> Records from a point-labeling set
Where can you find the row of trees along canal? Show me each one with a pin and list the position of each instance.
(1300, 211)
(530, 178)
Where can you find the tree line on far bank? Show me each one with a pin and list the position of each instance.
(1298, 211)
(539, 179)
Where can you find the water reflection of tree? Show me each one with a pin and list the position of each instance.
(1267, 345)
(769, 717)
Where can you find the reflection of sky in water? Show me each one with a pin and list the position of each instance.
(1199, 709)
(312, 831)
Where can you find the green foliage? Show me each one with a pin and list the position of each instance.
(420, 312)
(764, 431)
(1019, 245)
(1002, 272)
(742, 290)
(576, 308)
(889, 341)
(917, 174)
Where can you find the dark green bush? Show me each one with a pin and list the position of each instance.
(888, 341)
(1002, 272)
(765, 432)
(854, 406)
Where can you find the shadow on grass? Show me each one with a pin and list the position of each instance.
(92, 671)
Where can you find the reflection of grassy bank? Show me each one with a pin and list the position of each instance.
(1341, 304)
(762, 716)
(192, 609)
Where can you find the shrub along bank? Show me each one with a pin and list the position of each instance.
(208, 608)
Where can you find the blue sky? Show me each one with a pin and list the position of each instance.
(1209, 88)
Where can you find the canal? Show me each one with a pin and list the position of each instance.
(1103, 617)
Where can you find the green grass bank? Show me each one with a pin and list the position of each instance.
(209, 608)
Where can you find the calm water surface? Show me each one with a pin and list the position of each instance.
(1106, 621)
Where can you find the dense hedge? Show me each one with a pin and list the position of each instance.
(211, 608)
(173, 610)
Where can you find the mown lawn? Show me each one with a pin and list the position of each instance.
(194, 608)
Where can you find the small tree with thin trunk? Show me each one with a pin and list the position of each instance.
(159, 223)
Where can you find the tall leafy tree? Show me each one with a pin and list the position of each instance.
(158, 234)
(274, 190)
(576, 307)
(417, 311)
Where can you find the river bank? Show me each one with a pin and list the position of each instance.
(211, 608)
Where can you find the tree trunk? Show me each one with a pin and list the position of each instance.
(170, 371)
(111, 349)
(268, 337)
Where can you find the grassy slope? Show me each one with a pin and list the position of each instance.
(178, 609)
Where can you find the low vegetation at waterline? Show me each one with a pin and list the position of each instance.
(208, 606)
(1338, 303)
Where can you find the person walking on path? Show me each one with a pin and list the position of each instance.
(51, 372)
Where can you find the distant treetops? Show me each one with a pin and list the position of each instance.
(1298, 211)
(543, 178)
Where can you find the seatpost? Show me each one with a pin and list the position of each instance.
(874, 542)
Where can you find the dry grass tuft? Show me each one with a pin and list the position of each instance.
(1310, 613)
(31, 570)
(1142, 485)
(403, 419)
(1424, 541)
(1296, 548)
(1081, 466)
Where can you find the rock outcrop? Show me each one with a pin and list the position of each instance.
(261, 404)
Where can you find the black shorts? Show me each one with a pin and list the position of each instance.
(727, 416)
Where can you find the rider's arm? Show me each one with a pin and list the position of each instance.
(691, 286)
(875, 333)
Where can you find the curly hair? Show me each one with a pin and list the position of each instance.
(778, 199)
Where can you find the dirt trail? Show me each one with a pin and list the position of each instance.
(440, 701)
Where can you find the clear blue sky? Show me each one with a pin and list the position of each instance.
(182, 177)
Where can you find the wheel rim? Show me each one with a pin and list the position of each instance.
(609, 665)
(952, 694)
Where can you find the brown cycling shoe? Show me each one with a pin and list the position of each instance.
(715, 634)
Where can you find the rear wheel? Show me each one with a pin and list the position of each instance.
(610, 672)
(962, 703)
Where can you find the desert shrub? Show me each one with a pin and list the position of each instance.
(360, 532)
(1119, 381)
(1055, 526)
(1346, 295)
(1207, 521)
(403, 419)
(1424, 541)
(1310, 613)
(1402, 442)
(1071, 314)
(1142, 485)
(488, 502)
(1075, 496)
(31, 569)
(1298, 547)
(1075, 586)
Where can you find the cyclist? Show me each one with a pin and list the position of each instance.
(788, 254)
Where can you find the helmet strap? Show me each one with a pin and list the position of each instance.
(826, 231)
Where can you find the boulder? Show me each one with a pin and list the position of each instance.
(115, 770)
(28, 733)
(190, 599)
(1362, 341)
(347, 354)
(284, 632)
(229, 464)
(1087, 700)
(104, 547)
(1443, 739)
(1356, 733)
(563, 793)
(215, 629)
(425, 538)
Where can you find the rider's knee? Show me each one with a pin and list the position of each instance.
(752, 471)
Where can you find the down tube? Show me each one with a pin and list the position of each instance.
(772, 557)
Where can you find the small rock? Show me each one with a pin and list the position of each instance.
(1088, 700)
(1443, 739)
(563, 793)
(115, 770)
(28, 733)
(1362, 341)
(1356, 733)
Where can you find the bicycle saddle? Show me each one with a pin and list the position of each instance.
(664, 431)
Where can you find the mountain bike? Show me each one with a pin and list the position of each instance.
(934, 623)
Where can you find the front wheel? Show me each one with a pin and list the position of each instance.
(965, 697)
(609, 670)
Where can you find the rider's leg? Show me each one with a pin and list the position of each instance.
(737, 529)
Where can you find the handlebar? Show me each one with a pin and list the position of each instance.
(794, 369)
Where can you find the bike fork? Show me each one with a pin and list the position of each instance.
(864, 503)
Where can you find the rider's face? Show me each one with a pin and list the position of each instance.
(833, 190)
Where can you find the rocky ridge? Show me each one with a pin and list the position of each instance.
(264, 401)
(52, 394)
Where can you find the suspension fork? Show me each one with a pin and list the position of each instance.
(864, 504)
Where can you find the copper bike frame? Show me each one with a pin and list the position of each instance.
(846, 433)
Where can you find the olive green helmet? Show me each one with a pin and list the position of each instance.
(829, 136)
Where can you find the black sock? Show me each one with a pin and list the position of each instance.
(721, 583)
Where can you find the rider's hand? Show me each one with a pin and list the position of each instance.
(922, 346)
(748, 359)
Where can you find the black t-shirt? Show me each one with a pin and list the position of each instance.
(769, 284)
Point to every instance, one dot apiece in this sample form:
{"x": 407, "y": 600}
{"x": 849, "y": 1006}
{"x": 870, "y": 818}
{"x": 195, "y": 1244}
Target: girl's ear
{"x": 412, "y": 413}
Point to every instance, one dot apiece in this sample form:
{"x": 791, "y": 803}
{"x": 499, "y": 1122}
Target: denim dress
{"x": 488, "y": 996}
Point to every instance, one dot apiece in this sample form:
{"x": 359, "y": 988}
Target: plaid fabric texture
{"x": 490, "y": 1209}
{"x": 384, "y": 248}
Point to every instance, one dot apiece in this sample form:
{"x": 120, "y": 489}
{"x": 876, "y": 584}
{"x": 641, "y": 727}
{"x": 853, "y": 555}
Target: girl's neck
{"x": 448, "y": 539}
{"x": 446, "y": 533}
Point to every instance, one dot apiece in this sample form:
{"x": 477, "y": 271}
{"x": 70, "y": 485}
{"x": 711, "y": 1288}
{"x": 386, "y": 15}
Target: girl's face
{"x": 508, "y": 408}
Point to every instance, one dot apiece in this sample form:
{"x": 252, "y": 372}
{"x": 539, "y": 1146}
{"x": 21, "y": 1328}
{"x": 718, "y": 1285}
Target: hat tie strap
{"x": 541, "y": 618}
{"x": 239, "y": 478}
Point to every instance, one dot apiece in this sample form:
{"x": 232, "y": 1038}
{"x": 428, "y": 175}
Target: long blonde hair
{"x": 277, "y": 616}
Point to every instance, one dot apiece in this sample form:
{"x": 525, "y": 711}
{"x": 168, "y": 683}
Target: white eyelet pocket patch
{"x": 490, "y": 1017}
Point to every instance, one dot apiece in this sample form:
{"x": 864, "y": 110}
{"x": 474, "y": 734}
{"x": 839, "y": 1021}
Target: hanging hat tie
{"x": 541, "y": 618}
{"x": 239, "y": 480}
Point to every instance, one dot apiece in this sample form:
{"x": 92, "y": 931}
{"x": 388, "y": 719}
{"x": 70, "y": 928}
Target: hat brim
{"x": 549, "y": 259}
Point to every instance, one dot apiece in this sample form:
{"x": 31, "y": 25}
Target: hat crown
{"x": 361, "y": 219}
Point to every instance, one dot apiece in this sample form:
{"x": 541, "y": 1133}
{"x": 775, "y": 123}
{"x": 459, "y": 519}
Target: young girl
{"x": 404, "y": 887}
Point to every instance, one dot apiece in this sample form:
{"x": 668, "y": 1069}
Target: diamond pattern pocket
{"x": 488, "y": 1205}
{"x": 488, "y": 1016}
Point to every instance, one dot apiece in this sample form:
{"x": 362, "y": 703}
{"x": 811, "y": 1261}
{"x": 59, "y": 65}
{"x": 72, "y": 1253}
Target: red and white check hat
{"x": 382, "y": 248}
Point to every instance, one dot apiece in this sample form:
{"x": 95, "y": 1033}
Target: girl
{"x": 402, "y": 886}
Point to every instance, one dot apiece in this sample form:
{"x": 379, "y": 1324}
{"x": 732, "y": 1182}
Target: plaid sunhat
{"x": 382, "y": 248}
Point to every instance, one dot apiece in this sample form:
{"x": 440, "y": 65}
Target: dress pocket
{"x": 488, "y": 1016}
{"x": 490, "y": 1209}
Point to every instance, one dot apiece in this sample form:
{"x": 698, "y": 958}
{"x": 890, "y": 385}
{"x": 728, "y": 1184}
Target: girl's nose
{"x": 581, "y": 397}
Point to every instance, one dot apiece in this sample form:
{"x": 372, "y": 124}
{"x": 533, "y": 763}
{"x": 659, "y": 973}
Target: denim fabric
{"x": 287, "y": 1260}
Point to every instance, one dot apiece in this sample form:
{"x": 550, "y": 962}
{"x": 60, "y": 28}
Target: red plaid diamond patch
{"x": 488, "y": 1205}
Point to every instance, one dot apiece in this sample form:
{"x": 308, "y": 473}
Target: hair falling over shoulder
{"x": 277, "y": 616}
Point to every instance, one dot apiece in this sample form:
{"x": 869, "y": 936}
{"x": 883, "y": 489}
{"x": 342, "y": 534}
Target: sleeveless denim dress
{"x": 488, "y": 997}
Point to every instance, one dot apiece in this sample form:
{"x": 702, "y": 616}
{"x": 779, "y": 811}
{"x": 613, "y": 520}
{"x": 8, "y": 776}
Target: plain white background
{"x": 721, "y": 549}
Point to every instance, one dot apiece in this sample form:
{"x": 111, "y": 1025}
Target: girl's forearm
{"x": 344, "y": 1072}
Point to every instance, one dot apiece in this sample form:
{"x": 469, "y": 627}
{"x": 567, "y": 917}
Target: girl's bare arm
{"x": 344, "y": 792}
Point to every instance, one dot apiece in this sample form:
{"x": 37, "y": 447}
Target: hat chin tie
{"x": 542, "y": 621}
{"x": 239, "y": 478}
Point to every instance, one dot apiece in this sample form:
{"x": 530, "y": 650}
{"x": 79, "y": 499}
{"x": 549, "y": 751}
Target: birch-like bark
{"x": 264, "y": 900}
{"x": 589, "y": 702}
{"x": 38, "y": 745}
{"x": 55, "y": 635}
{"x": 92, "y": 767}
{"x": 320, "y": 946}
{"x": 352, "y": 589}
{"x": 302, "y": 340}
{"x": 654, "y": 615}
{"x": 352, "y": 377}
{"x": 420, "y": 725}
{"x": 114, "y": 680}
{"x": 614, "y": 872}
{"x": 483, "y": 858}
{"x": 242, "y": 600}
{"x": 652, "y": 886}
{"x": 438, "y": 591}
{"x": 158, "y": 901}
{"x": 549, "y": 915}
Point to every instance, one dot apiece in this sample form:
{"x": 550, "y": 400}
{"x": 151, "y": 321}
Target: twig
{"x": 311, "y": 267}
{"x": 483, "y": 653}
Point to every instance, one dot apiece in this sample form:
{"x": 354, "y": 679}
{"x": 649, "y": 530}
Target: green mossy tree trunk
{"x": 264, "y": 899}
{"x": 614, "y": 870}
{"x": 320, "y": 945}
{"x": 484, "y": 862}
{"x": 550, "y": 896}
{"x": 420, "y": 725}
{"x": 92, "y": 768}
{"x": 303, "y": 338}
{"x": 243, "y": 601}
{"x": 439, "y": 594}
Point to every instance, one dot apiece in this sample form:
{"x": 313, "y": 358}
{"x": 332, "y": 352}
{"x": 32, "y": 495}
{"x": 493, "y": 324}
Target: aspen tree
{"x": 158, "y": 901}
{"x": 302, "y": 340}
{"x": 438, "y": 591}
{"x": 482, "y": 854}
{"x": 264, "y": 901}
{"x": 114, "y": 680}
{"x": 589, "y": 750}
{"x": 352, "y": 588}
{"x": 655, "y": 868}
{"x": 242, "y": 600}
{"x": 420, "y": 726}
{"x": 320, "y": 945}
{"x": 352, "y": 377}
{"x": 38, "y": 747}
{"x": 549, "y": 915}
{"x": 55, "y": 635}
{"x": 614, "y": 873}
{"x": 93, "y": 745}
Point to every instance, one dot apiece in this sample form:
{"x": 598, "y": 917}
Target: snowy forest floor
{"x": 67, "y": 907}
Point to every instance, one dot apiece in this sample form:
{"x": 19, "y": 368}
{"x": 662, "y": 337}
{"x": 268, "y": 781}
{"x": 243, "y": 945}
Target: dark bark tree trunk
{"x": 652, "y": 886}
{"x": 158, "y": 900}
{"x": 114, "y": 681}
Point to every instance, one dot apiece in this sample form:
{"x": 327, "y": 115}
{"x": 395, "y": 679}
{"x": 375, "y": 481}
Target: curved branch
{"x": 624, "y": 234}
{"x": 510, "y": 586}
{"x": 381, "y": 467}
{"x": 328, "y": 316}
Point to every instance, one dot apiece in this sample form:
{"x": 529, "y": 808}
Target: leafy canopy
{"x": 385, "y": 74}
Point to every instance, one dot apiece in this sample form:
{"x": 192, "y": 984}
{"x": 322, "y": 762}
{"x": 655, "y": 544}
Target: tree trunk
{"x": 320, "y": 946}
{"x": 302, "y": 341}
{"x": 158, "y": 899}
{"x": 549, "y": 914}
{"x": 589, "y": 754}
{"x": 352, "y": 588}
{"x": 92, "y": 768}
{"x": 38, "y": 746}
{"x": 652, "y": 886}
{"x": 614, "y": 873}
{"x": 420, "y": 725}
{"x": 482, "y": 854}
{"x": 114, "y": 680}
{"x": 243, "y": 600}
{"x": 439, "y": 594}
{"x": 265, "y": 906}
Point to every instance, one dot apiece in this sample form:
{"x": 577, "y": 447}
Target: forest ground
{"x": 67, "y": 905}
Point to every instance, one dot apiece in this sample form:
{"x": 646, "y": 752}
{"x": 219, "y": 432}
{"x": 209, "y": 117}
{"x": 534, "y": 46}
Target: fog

> Exercise task
Find every line in the listing above that contains the word "along" and copy each one out. Case counts.

> Right answer
Where can you find the row of trees along canal? Show me each one with a pin and list the position of each instance.
Where can you find the shrub along bank? Show me each one with a pin and list the position of each instance.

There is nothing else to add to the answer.